What the task requires –
Turn every line of the items below into a JSON list of strings, one string per line, skipping blank lines and leaving out the pictures.

Stored records –
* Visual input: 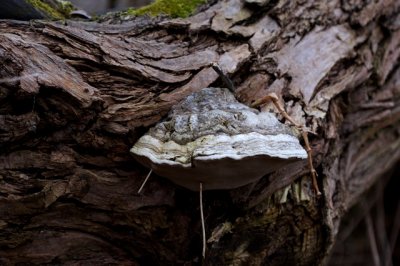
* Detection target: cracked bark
[0,0,400,265]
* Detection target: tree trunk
[0,0,400,265]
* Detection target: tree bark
[0,0,400,265]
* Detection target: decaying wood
[0,0,400,265]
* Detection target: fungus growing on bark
[131,88,307,191]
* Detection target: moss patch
[126,0,207,18]
[26,0,65,19]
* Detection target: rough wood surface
[0,0,400,265]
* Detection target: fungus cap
[131,88,307,191]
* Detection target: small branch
[138,169,153,194]
[365,213,381,266]
[200,183,206,259]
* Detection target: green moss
[26,0,65,19]
[57,0,76,17]
[126,0,207,18]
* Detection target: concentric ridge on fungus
[131,88,307,190]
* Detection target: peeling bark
[0,0,400,265]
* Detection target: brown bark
[0,0,400,265]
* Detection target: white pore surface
[131,132,307,167]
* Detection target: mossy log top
[0,0,400,265]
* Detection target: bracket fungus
[131,88,307,191]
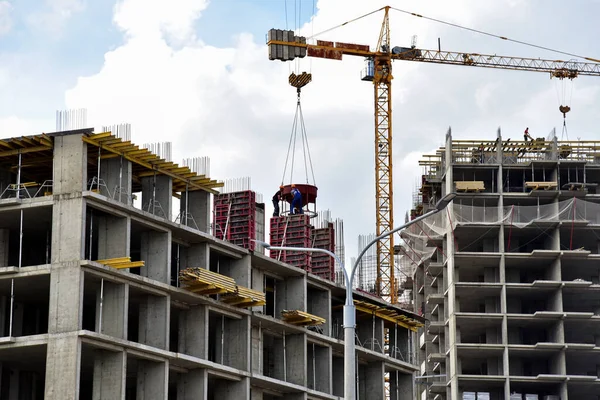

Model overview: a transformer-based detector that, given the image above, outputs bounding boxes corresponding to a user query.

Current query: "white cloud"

[28,0,85,36]
[0,0,13,36]
[66,0,599,262]
[0,116,54,138]
[114,0,208,42]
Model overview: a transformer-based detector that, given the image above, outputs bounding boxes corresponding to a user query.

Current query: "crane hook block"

[289,72,312,89]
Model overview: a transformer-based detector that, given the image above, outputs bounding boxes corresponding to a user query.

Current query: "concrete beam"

[44,336,81,400]
[214,378,250,400]
[136,360,169,400]
[92,350,127,400]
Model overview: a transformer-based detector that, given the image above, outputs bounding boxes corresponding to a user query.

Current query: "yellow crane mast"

[267,6,600,303]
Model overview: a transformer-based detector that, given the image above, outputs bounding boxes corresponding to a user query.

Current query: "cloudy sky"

[0,0,600,262]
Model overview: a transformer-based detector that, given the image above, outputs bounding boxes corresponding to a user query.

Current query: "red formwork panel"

[270,214,312,271]
[310,223,335,280]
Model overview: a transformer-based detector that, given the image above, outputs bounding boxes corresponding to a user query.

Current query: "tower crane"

[267,6,600,303]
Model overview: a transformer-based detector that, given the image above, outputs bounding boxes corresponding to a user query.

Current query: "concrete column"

[92,350,127,400]
[48,261,83,332]
[100,157,131,204]
[214,378,250,400]
[136,360,169,400]
[178,305,209,359]
[12,304,25,336]
[390,371,417,400]
[52,134,87,195]
[179,190,211,233]
[358,361,385,399]
[138,295,170,350]
[44,336,81,400]
[250,269,264,314]
[331,357,344,397]
[306,343,332,393]
[96,280,129,339]
[275,276,306,317]
[181,243,210,269]
[141,174,173,219]
[389,325,410,362]
[0,228,10,268]
[356,315,384,353]
[52,197,87,263]
[223,316,250,371]
[250,325,263,375]
[177,369,208,400]
[307,290,331,336]
[285,333,307,386]
[94,216,131,260]
[140,231,171,284]
[8,369,19,400]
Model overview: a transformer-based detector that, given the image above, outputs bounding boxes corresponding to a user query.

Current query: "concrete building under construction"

[410,132,600,400]
[0,129,424,400]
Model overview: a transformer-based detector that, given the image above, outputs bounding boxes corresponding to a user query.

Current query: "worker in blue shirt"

[272,185,283,217]
[290,184,304,214]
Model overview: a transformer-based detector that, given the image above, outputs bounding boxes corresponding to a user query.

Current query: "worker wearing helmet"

[272,185,283,217]
[290,184,304,214]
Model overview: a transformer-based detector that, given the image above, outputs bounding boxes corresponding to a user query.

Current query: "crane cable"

[281,88,316,185]
[554,73,575,140]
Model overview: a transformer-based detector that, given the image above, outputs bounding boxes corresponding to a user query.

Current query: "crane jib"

[267,36,600,78]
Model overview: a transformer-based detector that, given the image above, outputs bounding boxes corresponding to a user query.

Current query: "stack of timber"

[179,268,266,307]
[96,257,145,269]
[281,310,325,326]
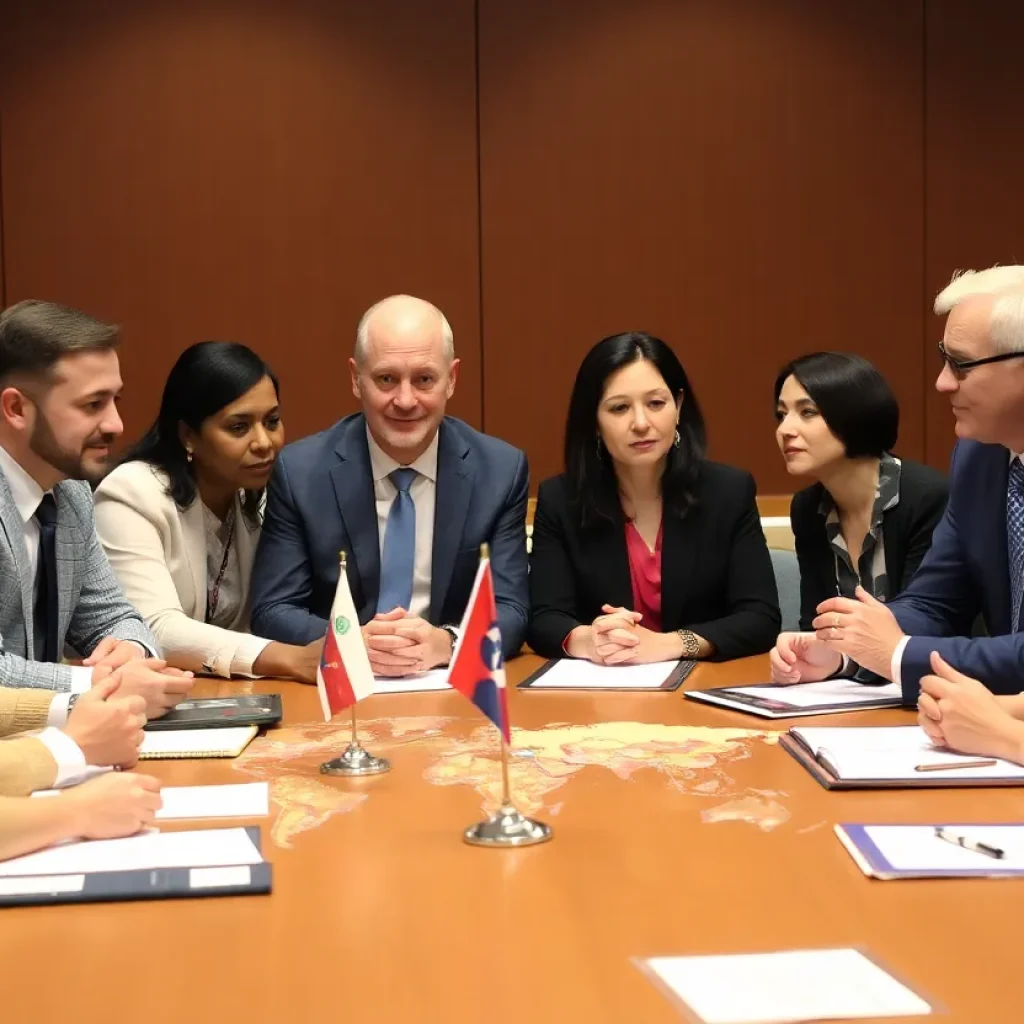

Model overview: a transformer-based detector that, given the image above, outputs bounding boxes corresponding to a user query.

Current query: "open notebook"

[780,725,1024,788]
[138,725,259,761]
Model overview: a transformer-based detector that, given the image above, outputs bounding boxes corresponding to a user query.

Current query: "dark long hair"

[121,341,280,525]
[775,352,899,459]
[565,331,708,526]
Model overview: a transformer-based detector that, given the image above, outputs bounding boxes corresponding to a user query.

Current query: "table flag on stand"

[316,551,391,775]
[449,545,551,846]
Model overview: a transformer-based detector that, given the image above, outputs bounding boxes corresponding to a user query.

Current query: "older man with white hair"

[252,295,528,676]
[771,266,1024,705]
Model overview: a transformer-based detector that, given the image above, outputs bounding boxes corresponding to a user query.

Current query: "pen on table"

[913,758,997,771]
[935,825,1007,860]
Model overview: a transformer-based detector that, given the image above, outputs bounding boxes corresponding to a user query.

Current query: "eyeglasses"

[939,341,1024,381]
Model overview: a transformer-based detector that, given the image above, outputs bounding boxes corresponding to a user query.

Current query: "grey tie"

[377,468,418,612]
[1007,459,1024,633]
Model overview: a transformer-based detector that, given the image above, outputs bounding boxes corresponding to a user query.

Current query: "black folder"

[0,825,272,907]
[145,693,282,732]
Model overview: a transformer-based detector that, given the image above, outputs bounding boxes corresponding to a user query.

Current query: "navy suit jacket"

[889,441,1024,705]
[252,413,529,657]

Correct output –
[
  "* Visual input: ",
  "* Detection target: cracked bark",
  "[0,0,400,265]",
  "* Detection target: tree trunk",
  "[0,0,400,265]",
  "* Detection target: tree bark",
  "[0,0,400,265]",
  "* Detection target: decaying wood",
  "[0,0,400,265]",
  "* Detection target: fungus growing on bark",
  "[131,88,307,191]",
  "* Detection target: moss patch",
  "[126,0,207,18]",
  "[26,0,65,19]",
  "* Detection target: rough wood surface",
  "[0,0,400,265]",
  "* Detection target: fungus cap",
  "[131,88,307,191]",
  "* Detection target: small branch",
  "[138,169,153,194]",
  "[365,213,381,266]",
  "[200,183,206,259]",
  "* Detection target: green moss",
  "[26,0,65,19]",
  "[57,0,76,17]",
  "[126,0,207,18]",
  "* Detection target: concentric ridge on fungus",
  "[131,88,307,190]",
  "* Detection target: peeling bark",
  "[0,0,400,265]",
  "* Detection target: brown bark",
  "[0,0,400,265]",
  "* Detection target: white pore surface",
  "[131,132,307,167]",
  "* Detection target: mossy log top",
  "[0,0,400,265]",
  "* Detection target: bracket fungus",
  "[131,88,307,191]",
  "Model overview: a transformer-based detector that, given the image above, outputs bounding boxes corresponding to a user query.",
  "Current query: \"white cloud\"",
  "[28,0,85,36]",
  "[0,0,13,36]",
  "[66,0,599,262]",
  "[0,116,54,138]",
  "[114,0,208,42]",
  "Model overview: a transformer-based detector that, given the image above, outputs bounding boxes corresponding to a user query.",
  "Current query: \"crane hook block\"",
  "[289,72,312,89]",
  "Model overview: a transformer-based detector that, given the image above, outputs bounding boxes corresponding to a user query.",
  "Current query: \"concrete beam\"",
  "[44,336,81,400]",
  "[214,378,250,400]",
  "[136,360,169,400]",
  "[92,350,127,400]",
  "Model overview: a transformer-based detector that, given the image above, outputs bounding boxes corresponding to a user query.",
  "Current query: \"yellow crane mast\"",
  "[267,6,600,303]",
  "Model overview: a transformer-based detector that, given the image above, outputs bounding boxes corresponding to a user query.",
  "Current query: \"cloudy sky\"",
  "[0,0,600,262]",
  "Model overview: a transformer-based detector that, given the image above, outputs bounding boxes corresponding to a user query.",
  "Current query: \"red formwork panel\"",
  "[270,214,312,271]",
  "[310,223,335,280]",
  "Model overview: a transformer-based detector that, given the image above, outputs bounding boxes corresponding to a user query.",
  "Current query: \"tower crane\"",
  "[267,6,600,303]",
  "Model overview: a transformer-based detector that, given the image above, outputs bounding boxes corresponding to a user query.",
  "Current query: \"concrete column\"",
  "[92,350,127,400]",
  "[48,261,83,332]",
  "[100,157,131,204]",
  "[214,378,250,400]",
  "[136,360,169,400]",
  "[178,305,209,359]",
  "[12,304,25,336]",
  "[390,371,417,400]",
  "[52,134,87,195]",
  "[179,190,211,233]",
  "[358,361,385,399]",
  "[138,295,170,350]",
  "[44,336,81,400]",
  "[250,269,264,314]",
  "[331,357,344,397]",
  "[306,343,332,393]",
  "[96,280,129,339]",
  "[275,276,306,317]",
  "[181,243,210,269]",
  "[141,174,173,219]",
  "[389,325,410,362]",
  "[0,228,10,268]",
  "[356,315,384,353]",
  "[52,197,87,263]",
  "[223,316,250,371]",
  "[250,325,263,375]",
  "[177,369,208,400]",
  "[307,290,331,336]",
  "[285,333,307,386]",
  "[94,216,131,260]",
  "[140,231,171,284]",
  "[8,369,19,400]",
  "Model overview: a transformer-based detector that, given the image above, outputs bounding boxes corresponding to a user query.",
  "Current query: \"concrete building under construction\"",
  "[410,132,600,400]",
  "[0,129,424,400]",
  "Model overview: a transformer-based detector that, given the image above, outputs bounding boxes corresponding to a user query.",
  "Current query: \"worker in blue shirt\"",
  "[272,185,283,217]",
  "[290,184,304,214]",
  "Model overview: a transformer-based detector that, given the image above, outputs bounding boxes corresponding to a user query.",
  "Current query: \"worker wearing helmet\"",
  "[272,185,283,217]",
  "[290,184,304,214]",
  "Model overview: a transformer-based detector that, given the image above, outputs bounding boxes corresponding to a user query.",
  "Current query: \"crane cable\"",
  "[281,88,316,185]",
  "[554,73,575,140]",
  "Model overview: a transformer-based detector that, given the image above, outputs bounding boxes corresponding to a user query.",
  "Current query: \"crane jib\"",
  "[267,36,600,78]",
  "Model overview: a transformer-based detector that, given the image above, outputs bounding boxes corresponding to a user query.",
  "Current query: \"stack of timber\"",
  "[179,268,266,307]",
  "[96,257,145,269]",
  "[281,310,325,326]",
  "Model overview: a transformer-based detector that, given the image above, outputs bounding boxes corresponding to a user query.",
  "Current query: \"open notebook\"",
  "[780,725,1024,788]",
  "[138,725,259,761]",
  "Model overview: a transformer-based detector that, given the image above, outputs bounding boxes corresponding to a user query.",
  "Current query: \"dark long hair\"",
  "[121,341,280,525]",
  "[775,352,899,459]",
  "[565,331,708,526]",
  "Model overview: a transformer-based detector that, given the image above, outputs bounding boxes corresponding to a user query.",
  "Current query: \"table flag on stand\"",
  "[316,551,391,775]",
  "[449,545,551,846]",
  "Model overview: a transformer-based detector that, given the image above, outputs bounding boxes corresponding to a user query.",
  "Current query: \"older man with white hair\"",
  "[252,295,528,676]",
  "[771,266,1024,705]",
  "Model overview: a transformer-based detector that, given the image above, outputs bounding boxes corresponding to a user query.",
  "Current query: \"pen on table\"",
  "[913,758,997,771]",
  "[935,825,1007,860]",
  "Model overview: a transformer-based detector that, given the image above, outputs bounding boxes corresponding to a user query.",
  "Current query: \"eyeglasses\"",
  "[939,341,1024,381]",
  "Model overview: a transformer-based detector that, given the image above, outputs bounding boxes corresponding to a user query.",
  "Current query: \"grey tie\"",
  "[377,468,418,612]",
  "[1007,459,1024,633]",
  "Model overview: a transformer-based detector that, given the image above, outputs bounding boxes corresponding to a user query.",
  "Current query: \"black folder\"",
  "[0,825,272,907]",
  "[145,693,282,732]",
  "Model overview: a transformer-based detector that, given the image above, outputs bounding boxes corresponding to a user query.",
  "Current query: \"navy suit jacket\"",
  "[889,441,1024,705]",
  "[252,413,529,657]"
]